**EXCERPT TO READ**
>> Start

Why is Nobody Using ReFS?


Why is Nobody Using ReFS?

You might have stumled upon “ReFS”, probably in the context of file systems – but what is ReFS? Read on to learn more.

What is ReFS

Microsoft introduced the proprietary file system ReFS (short for Resilient File System) with Windows Server 2012. According to Microsoft, they created ReFS (codenamed Protogon) to meet storage requirements of Windows users. ReFS is able to handle very large storage volumes while supplying maximum data integrity. It supports a maximum volume size of one yoyibyte, a single file can weigh up to 16 exibytes.

NTFS (short for New Technology File System), the default system of the Windows NT family, hails back to Windows NT 3.1, ReFS was meant to replace the old system. But why is nobody using ReFS?

New in ReFS

ReFS was created to match the changes in data storage requirement. Among its main features are:

  • automatic integrity checks
  • data scrubbing
  • protection from data degradation
  • built-in redundancy
  • integrated RAID functionality
  • sturage virtualization and storage pooling (independent of the physical drives)

>> End

**Raw records**
>> Start

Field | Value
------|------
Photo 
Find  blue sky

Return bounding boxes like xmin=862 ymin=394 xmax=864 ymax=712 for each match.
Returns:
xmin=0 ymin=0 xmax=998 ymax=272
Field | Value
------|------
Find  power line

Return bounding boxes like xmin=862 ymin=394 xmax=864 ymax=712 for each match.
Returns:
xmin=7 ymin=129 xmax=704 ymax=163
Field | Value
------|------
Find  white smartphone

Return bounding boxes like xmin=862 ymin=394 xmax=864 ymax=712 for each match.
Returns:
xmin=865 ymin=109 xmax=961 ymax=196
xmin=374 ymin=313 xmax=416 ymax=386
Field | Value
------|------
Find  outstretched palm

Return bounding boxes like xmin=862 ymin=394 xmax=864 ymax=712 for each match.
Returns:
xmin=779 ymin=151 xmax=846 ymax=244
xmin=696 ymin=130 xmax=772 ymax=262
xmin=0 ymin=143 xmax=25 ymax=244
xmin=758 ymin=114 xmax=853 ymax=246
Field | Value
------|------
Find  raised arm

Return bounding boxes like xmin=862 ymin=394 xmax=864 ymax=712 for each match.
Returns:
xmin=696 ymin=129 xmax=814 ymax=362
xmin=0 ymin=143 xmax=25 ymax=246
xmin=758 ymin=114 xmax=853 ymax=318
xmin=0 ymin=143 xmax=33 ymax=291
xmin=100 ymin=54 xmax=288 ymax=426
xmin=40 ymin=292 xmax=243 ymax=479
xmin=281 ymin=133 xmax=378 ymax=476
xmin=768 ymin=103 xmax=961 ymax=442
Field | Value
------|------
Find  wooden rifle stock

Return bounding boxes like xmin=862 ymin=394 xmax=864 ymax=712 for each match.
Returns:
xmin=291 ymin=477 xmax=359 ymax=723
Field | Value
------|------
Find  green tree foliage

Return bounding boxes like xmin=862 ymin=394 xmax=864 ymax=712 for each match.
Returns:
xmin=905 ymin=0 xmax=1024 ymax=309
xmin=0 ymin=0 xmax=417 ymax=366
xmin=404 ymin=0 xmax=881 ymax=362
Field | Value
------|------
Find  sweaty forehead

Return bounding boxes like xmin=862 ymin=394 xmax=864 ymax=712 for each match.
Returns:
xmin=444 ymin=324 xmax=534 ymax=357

>> End

Reproduce the ReFS article in full, word for word. The entries play no part in this.

**FULL RESPONSE**
Why is Nobody Using ReFS?


Why is Nobody Using ReFS?

You might have stumled upon “ReFS”, probably in the context of file systems – but what is ReFS? Read on to learn more.

What is ReFS

Microsoft introduced the proprietary file system ReFS (short for Resilient File System) with Windows Server 2012. According to Microsoft, they created ReFS (codenamed Protogon) to meet storage requirements of Windows users. ReFS is able to handle very large storage volumes while supplying maximum data integrity. It supports a maximum volume size of one yoyibyte, a single file can weigh up to 16 exibytes.

NTFS (short for New Technology File System), the default system of the Windows NT family, hails back to Windows NT 3.1, ReFS was meant to replace the old system. But why is nobody using ReFS?

New in ReFS

ReFS was created to match the changes in data storage requirement. Among its main features are:

  • automatic integrity checks
  • data scrubbing
  • protection from data degradation
  • built-in redundancy
  • integrated RAID functionality
  • sturage virtualization and storage pooling (independent of the physical drives)